╭─ Excerpted text
He’s a familiar face in Edmonton, as he anchored and reported sports for CTV until 2005 – before moving to TSN. These days Bryan Mudryk is back in Edmonton for the 2013 Brier, an event that helped him through one of the worst times in his life.

Fourteen years ago, when Mudryk was 19-years-old, he was in the fight of his life at the Cross Cancer Institute in Edmonton.

He was battling a second bout of Hodgkin’s Lymphoma, he was bedridden and undergoing intense chemotherapy – he’d lost more than 60 pounds.

“I remember that there was long days, and painful days and I was very ill,” Mudryk said. “[I was] battling through the worst month of my life.”

At this time, curling took on a new meaning for the young man – he held onto his dream of becoming a TSN broadcaster, and calling curling one day.

All this, while watching skip Jeff Stoughton and his Manitoba rink win their way to the top of the 1999 Brier, a battle that mirrored Mudryk’s own reality.
╰─
Quote the text about Bryan Mudryk and the Brier in full, word for word.
╭─ Data under study
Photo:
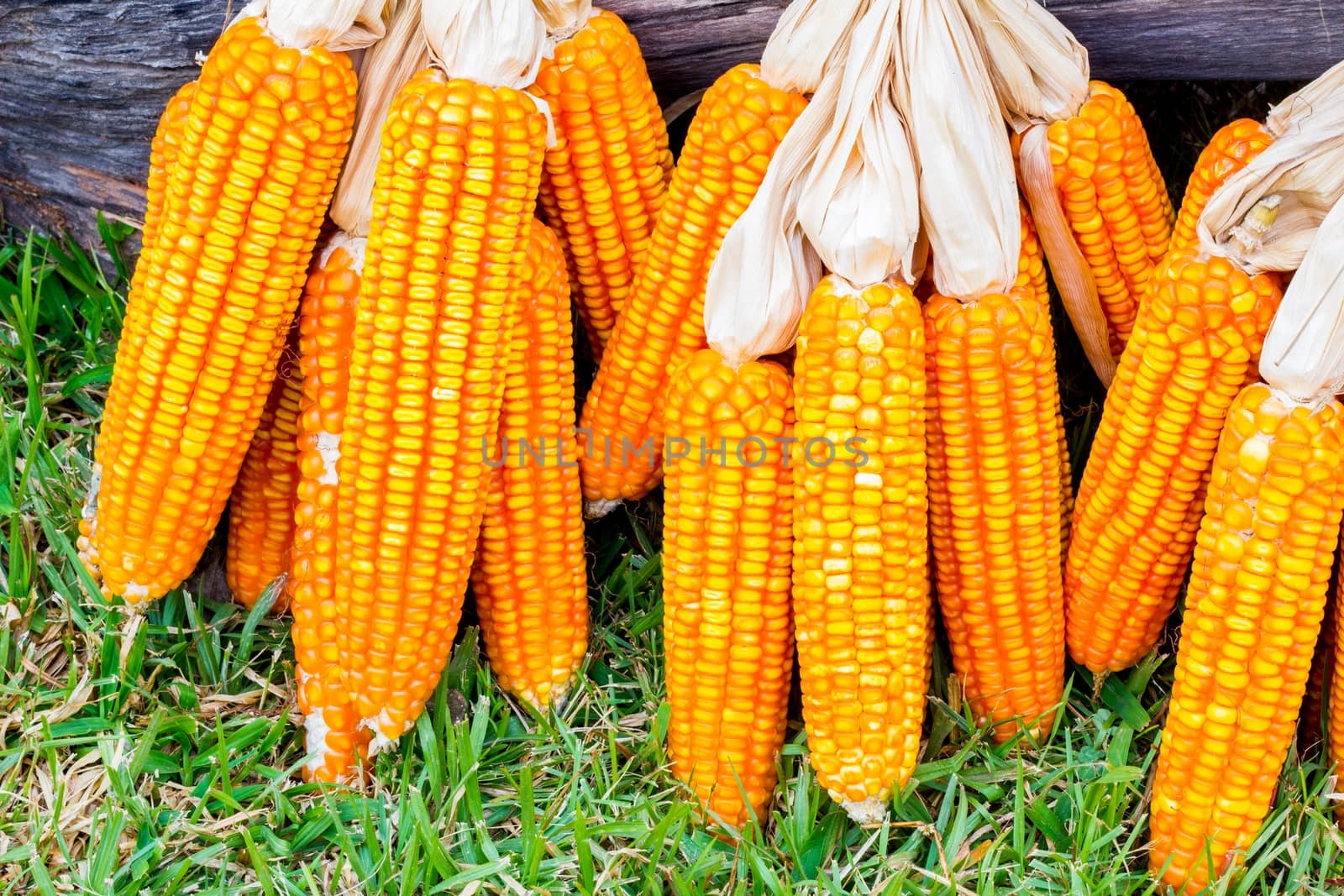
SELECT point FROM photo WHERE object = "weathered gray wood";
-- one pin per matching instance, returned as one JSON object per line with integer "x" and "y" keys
{"x": 82, "y": 81}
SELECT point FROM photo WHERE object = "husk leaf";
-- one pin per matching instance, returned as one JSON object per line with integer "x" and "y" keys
{"x": 492, "y": 42}
{"x": 1304, "y": 168}
{"x": 842, "y": 188}
{"x": 564, "y": 15}
{"x": 1296, "y": 107}
{"x": 968, "y": 191}
{"x": 387, "y": 67}
{"x": 1038, "y": 67}
{"x": 336, "y": 24}
{"x": 765, "y": 269}
{"x": 1304, "y": 348}
{"x": 859, "y": 204}
{"x": 804, "y": 42}
{"x": 1068, "y": 266}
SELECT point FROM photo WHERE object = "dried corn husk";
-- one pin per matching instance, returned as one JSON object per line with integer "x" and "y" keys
{"x": 491, "y": 42}
{"x": 859, "y": 204}
{"x": 1038, "y": 67}
{"x": 1304, "y": 349}
{"x": 967, "y": 184}
{"x": 387, "y": 66}
{"x": 806, "y": 40}
{"x": 1303, "y": 168}
{"x": 564, "y": 16}
{"x": 840, "y": 190}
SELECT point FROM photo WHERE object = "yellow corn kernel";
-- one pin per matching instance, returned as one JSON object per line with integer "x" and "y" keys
{"x": 1115, "y": 201}
{"x": 860, "y": 560}
{"x": 1253, "y": 614}
{"x": 736, "y": 130}
{"x": 242, "y": 204}
{"x": 1227, "y": 152}
{"x": 326, "y": 338}
{"x": 608, "y": 172}
{"x": 1142, "y": 490}
{"x": 134, "y": 325}
{"x": 261, "y": 510}
{"x": 530, "y": 577}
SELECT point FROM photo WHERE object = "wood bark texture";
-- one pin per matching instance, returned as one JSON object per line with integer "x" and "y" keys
{"x": 82, "y": 81}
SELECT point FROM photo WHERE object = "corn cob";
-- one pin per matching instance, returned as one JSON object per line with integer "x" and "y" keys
{"x": 1265, "y": 548}
{"x": 1140, "y": 500}
{"x": 163, "y": 157}
{"x": 460, "y": 160}
{"x": 1032, "y": 275}
{"x": 1227, "y": 152}
{"x": 1315, "y": 721}
{"x": 264, "y": 139}
{"x": 726, "y": 547}
{"x": 860, "y": 563}
{"x": 1086, "y": 168}
{"x": 261, "y": 510}
{"x": 1116, "y": 202}
{"x": 1253, "y": 613}
{"x": 335, "y": 741}
{"x": 530, "y": 584}
{"x": 995, "y": 503}
{"x": 327, "y": 327}
{"x": 736, "y": 130}
{"x": 608, "y": 172}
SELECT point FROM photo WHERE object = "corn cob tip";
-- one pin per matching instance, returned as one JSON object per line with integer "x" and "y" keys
{"x": 315, "y": 745}
{"x": 869, "y": 812}
{"x": 600, "y": 508}
{"x": 378, "y": 741}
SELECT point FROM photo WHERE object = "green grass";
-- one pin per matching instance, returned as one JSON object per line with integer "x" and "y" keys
{"x": 160, "y": 757}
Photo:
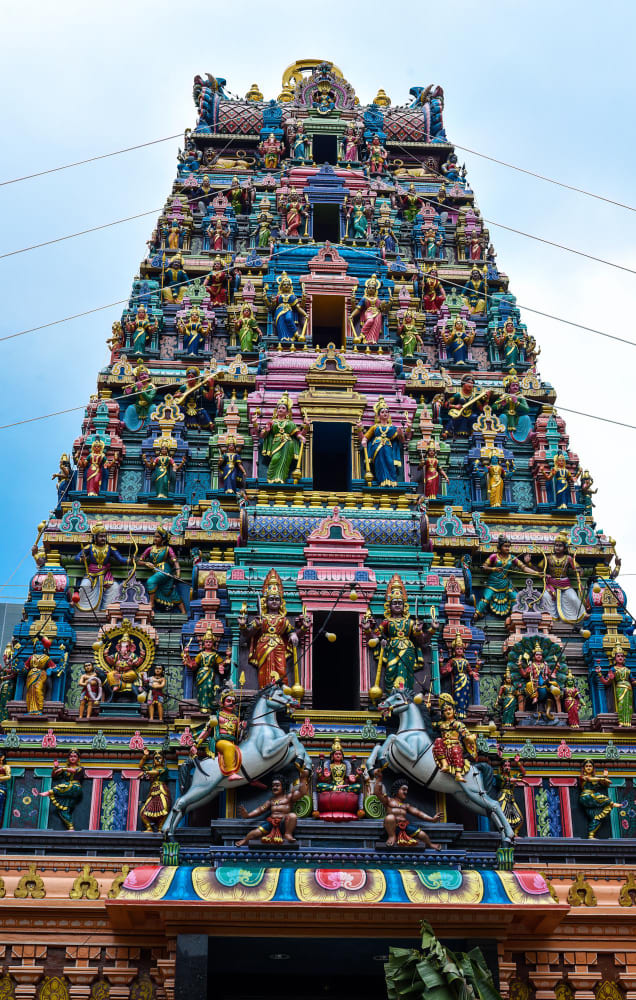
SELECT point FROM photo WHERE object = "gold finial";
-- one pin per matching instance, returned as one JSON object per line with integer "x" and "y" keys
{"x": 382, "y": 99}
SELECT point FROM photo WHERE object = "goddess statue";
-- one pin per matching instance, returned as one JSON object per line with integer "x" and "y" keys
{"x": 381, "y": 445}
{"x": 271, "y": 637}
{"x": 282, "y": 441}
{"x": 402, "y": 638}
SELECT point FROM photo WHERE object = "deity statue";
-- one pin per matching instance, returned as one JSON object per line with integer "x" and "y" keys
{"x": 230, "y": 729}
{"x": 350, "y": 151}
{"x": 359, "y": 216}
{"x": 217, "y": 233}
{"x": 475, "y": 248}
{"x": 457, "y": 336}
{"x": 510, "y": 342}
{"x": 376, "y": 156}
{"x": 513, "y": 410}
{"x": 144, "y": 392}
{"x": 370, "y": 310}
{"x": 247, "y": 330}
{"x": 463, "y": 408}
{"x": 499, "y": 594}
{"x": 232, "y": 473}
{"x": 411, "y": 203}
{"x": 8, "y": 674}
{"x": 434, "y": 295}
{"x": 408, "y": 334}
{"x": 156, "y": 682}
{"x": 172, "y": 234}
{"x": 338, "y": 787}
{"x": 506, "y": 702}
{"x": 282, "y": 441}
{"x": 561, "y": 598}
{"x": 620, "y": 677}
{"x": 139, "y": 329}
{"x": 451, "y": 169}
{"x": 387, "y": 241}
{"x": 116, "y": 342}
{"x": 454, "y": 737}
{"x": 279, "y": 826}
{"x": 271, "y": 637}
{"x": 98, "y": 589}
{"x": 271, "y": 150}
{"x": 216, "y": 284}
{"x": 200, "y": 395}
{"x": 236, "y": 196}
{"x": 586, "y": 491}
{"x": 162, "y": 585}
{"x": 563, "y": 481}
{"x": 294, "y": 214}
{"x": 94, "y": 465}
{"x": 381, "y": 445}
{"x": 210, "y": 670}
{"x": 536, "y": 664}
{"x": 38, "y": 668}
{"x": 194, "y": 328}
{"x": 284, "y": 305}
{"x": 125, "y": 677}
{"x": 432, "y": 474}
{"x": 461, "y": 673}
{"x": 496, "y": 472}
{"x": 67, "y": 794}
{"x": 157, "y": 805}
{"x": 175, "y": 280}
{"x": 65, "y": 477}
{"x": 402, "y": 638}
{"x": 300, "y": 143}
{"x": 400, "y": 832}
{"x": 595, "y": 803}
{"x": 571, "y": 700}
{"x": 90, "y": 684}
{"x": 507, "y": 781}
{"x": 264, "y": 226}
{"x": 163, "y": 472}
{"x": 475, "y": 292}
{"x": 5, "y": 778}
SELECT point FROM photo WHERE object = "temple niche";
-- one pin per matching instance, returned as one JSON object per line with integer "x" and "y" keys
{"x": 321, "y": 616}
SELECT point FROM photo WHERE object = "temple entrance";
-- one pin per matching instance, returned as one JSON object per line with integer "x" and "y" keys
{"x": 336, "y": 667}
{"x": 328, "y": 320}
{"x": 331, "y": 453}
{"x": 326, "y": 223}
{"x": 325, "y": 149}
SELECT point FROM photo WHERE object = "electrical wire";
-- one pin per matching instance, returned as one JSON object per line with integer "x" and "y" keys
{"x": 542, "y": 177}
{"x": 90, "y": 159}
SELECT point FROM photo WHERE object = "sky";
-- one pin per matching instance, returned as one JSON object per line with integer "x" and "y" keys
{"x": 547, "y": 86}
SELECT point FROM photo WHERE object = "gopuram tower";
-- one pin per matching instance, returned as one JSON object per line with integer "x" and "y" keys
{"x": 321, "y": 617}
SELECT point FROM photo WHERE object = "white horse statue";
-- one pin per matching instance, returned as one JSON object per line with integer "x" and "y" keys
{"x": 264, "y": 747}
{"x": 410, "y": 752}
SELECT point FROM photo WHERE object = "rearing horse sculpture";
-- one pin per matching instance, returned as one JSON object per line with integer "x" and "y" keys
{"x": 264, "y": 748}
{"x": 410, "y": 752}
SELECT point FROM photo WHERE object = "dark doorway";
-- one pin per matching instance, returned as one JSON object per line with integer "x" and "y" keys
{"x": 326, "y": 223}
{"x": 325, "y": 149}
{"x": 331, "y": 451}
{"x": 327, "y": 320}
{"x": 336, "y": 667}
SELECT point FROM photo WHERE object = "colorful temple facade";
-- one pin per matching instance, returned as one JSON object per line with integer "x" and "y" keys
{"x": 323, "y": 638}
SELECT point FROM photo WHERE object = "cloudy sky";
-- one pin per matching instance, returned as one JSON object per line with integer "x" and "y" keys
{"x": 548, "y": 86}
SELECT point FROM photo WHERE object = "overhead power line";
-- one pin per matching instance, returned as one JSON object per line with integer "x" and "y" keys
{"x": 90, "y": 159}
{"x": 542, "y": 177}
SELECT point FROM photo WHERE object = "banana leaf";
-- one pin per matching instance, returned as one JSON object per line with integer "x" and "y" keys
{"x": 433, "y": 972}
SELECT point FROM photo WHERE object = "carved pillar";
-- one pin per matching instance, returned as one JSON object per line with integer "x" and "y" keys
{"x": 27, "y": 974}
╰─
• Exercise response:
He’s a familiar face in Edmonton, as he anchored and reported sports for CTV until 2005 – before moving to TSN. These days Bryan Mudryk is back in Edmonton for the 2013 Brier, an event that helped him through one of the worst times in his life.

Fourteen years ago, when Mudryk was 19-years-old, he was in the fight of his life at the Cross Cancer Institute in Edmonton.

He was battling a second bout of Hodgkin’s Lymphoma, he was bedridden and undergoing intense chemotherapy – he’d lost more than 60 pounds.

“I remember that there was long days, and painful days and I was very ill,” Mudryk said. “[I was] battling through the worst month of my life.”

At this time, curling took on a new meaning for the young man – he held onto his dream of becoming a TSN broadcaster, and calling curling one day.

All this, while watching skip Jeff Stoughton and his Manitoba rink win their way to the top of the 1999 Brier, a battle that mirrored Mudryk’s own reality.